**Text extract:**

Takeaways from Wizards' Game 2 win over Atlanta Hawks behind John Wall's big night

As entertainment value goes, there was no rhythm, painful poor shooting and a plethora of whistles that “refs you suck” chants became the most entertaining part of Game 2 between the Wizards and Atlanta Hawks at Verizon Center on Wednesday

The uneven affair ended in a 109-101 as the Wizards took a 2-0 lead in front of another sellout of 20,356. Game 3 takes place Saturday at Phillips Arena.

The Wizards led by as many as 10 points in the first half but were undone by foul trouble across the board. It wasn’t until Bradley Beal’s three midway through the fourth quarter to give them a 91-89 lead did they pull away.

John Wall (32 points, nine assists, five rebounds) kept Washington ahead most of the game as they took a 51-43 lead at the half despite just eight fast-break points.

As fouls disrupted Scott Brooks’ rotations, the Wizards finally were able to create separation near the end. Beal (31 points) and Marcin Gortat (14 points, 10 rebounds, five blocks) carried the offense along with Brandon Jennings (10 points).

Jennings has a series of jumpers and an assist to Jason Smith (eight points, eight rebounds) to get the score tied at 84 for the final push.

But it was a jumper by Wall off of Gortat’s screen and a dunk off a turnover by Atlanta for a 103-98 lead with 65 seconds left.

Paul Millsap (27 points, 10 rebounds) led Atlanta, with Dennis Schroder (23 points), Taurean Prince (12 points) and Kent Bazemore (eight points) contributing.

--The Hawks’ first major adjustment was moving Millsap to center and when they came back to take a 24-23 lead at the end of the first quarter it was jump-started that way. Millsap made a bank shot, assisted Bazemore on a make and had a steal that cut a 10-point deficit in half quickly. They also played Millsap as the five in the fourth while Dwight Howard (six points, seven rebounds) only logged 20 minutes.

[RELATED: Brooks goes 1-on-1 to talk the edge Morris brings to Wizards]

-- After 21 turnovers in Game 1, Atlanta had 18. A giveaway in the final minute is how Wall made it a two-possession game. The Wizards scored 23 points on them.

--Jennings went back to being an open door on defense. Schroder and Bazemore had simple drivebys to get to the rim that allowed Atlanta to lead by as much as four in the first quarter. Jose Calderon (two points) is a much better matchup for Jennings, who can better stay in front of him and isn’t at a significant strength disadvantage. Schroder went immediately by Jennings for a layup, then made two free throws, two free throws for Bazemore and consecutive layups for Schroder. To start the fourth, Mike Muscala (two points) got a dunk because Smith had to help Jennings for allowing Calderon in the paint. Morris got his fifth foul in similar fashion, after Jennings gambled for a reacharound on Tim Hardaway (19 points) to prevent a dunk.

**Direction 1:**
According to the Wizards–Hawks Game 2 report, where will Game 3 be played?
**Direction 2:**
Continue the Wizards–Hawks Game 2 report from its final sentence.

**Extracted material:**
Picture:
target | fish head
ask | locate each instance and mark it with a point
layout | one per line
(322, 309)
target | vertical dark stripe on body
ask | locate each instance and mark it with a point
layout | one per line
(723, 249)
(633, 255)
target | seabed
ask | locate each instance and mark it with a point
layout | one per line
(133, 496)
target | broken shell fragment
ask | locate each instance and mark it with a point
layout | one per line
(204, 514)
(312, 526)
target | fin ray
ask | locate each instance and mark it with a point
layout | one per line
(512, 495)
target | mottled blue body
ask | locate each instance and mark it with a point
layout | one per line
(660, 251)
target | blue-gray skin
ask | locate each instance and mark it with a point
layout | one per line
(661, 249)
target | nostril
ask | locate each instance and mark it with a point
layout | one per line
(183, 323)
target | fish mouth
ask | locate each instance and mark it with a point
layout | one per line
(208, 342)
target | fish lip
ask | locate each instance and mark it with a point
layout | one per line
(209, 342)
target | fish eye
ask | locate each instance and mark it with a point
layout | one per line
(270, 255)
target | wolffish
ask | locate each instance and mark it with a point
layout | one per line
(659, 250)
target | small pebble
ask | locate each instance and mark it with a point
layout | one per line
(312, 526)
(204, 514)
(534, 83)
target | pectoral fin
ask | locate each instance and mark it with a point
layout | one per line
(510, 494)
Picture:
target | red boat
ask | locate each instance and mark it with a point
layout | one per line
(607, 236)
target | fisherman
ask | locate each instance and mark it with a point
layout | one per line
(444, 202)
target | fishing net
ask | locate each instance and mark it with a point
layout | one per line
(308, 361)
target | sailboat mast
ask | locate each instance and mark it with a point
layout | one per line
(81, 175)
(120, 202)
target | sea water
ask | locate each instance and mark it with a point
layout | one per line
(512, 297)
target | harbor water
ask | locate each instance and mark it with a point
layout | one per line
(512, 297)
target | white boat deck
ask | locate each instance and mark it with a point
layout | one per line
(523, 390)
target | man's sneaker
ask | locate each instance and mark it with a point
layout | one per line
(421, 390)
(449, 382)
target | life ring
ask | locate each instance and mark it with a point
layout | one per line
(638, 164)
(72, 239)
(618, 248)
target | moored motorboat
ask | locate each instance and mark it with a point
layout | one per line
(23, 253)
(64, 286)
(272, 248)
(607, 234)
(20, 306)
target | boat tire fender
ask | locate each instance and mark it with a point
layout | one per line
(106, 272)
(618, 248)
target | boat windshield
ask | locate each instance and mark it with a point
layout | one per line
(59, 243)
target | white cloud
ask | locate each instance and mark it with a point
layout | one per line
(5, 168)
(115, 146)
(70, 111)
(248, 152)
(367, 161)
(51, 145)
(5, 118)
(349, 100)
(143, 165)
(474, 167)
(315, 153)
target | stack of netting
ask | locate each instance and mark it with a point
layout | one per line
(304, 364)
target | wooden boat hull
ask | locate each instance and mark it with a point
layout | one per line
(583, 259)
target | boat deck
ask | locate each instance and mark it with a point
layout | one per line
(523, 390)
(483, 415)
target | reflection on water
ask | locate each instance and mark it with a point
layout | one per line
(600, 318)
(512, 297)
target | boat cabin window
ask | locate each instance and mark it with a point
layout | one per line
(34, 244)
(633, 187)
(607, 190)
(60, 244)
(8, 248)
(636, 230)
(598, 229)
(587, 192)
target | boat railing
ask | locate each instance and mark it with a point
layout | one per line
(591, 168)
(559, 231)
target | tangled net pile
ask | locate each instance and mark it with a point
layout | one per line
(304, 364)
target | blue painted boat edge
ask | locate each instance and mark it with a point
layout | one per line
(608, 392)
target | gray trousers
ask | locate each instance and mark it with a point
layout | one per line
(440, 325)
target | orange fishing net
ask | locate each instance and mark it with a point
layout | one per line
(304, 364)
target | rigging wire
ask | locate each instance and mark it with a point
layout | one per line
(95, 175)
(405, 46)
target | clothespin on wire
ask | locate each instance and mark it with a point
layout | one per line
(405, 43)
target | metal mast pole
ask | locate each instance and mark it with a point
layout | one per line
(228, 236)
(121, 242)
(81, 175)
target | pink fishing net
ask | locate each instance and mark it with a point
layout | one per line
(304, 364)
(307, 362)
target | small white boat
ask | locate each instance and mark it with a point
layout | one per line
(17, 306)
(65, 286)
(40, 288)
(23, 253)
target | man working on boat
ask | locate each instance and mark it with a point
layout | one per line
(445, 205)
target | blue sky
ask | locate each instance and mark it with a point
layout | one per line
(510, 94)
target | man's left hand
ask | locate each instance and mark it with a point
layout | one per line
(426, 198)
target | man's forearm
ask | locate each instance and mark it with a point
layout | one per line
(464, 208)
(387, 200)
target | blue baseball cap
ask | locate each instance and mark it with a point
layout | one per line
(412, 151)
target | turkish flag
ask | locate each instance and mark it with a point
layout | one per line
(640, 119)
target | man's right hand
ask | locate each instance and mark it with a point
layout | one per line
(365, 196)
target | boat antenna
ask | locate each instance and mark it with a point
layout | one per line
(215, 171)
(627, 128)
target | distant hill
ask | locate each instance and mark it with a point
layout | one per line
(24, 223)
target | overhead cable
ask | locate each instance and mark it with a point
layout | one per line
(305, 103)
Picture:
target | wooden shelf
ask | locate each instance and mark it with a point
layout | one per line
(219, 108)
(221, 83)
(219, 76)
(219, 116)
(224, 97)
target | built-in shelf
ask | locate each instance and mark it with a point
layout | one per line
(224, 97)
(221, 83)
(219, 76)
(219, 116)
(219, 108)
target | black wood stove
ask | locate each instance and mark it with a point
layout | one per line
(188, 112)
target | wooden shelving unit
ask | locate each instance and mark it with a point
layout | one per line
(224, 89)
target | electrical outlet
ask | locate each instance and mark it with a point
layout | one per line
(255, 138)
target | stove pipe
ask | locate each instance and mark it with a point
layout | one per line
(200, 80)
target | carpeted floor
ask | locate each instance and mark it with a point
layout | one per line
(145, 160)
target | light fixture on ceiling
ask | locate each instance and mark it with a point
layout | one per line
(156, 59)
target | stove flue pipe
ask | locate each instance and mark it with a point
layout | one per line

**Written reply 1:**
Phillips Arena

**Written reply 2:**
--Beal had his share of open shots and mismatches but was indecisive. He hesitated on at least three open looks in the first half. Then late in the second quarter he had Muscala on a mismatch at the arc, held the ball and got off an awkward shot in the lane that wasn’t close. It continued in the third when Beal missed a shot in the lane and then passed on an open look to Smith who missed the corner jumper. Beal, however, had 14 points in the fourth.

--Howard was absent for most of the second quarter as Muscala got most of the time. Gortat had to make him pay and did. Wall continued to run the pick-and-roll and Muscala was unable to defend it (like Howard) but instead of giving up the lane jumper it was clean dives to the rim. On two occasions, Millsap was late as the 2 vs. 1 coverage on the ballhandler (Wall) couldn’t prevent the pass.

--The shooting was terrible. In the first half, the teams combined to go 32-for-85 from the field, or 37%. The Hawks were 0-for-8 on threes. They ended 4-for-20, or 20%.

--After complaints from Millsap about Game 1 being too physical – and around the league others upset with game officials being too passive – the first half alone had 29 fouls called. Bojan Bogdanovic (six points), Morris and Otto Porter (four points) had three each. Muscala had three for Atlanta. The free throws attempted were almost even, an 18-16 edge for the visitors. The third quarter, however, was an ugly affair. Porter had to leave after his fourth foul just 1:40 had elapsed. Morris earned his fourth foul two minutes later. Howard picked up his fourth at 7:30, Smith’s came at 3:38 and Bazemore got his at 1:37. There were 55 total fouls called that led to 71 free throws.

--The Wizards ran plays immediately for Porter out of halftime but his foul trouble prevented him for doing much. Through three quarters he shot just 1-for-4, his only bucket coming on a dunk in transition.

--The transition game was limited for the Wizards because there were numbers back and contesting at the rim every time Wall pushed. But that left shooters open on the kickouts. The Wizards didn’t maximize their chances to make them pay as Porter was scoreless (0-for-2) and Beal (4-for-11) off rhythm.

--The biggest assist of the game may have come in the third quarter when Smith held back Beal as he was going at crew chief Marc Davis over a call. A delay of game was assessed.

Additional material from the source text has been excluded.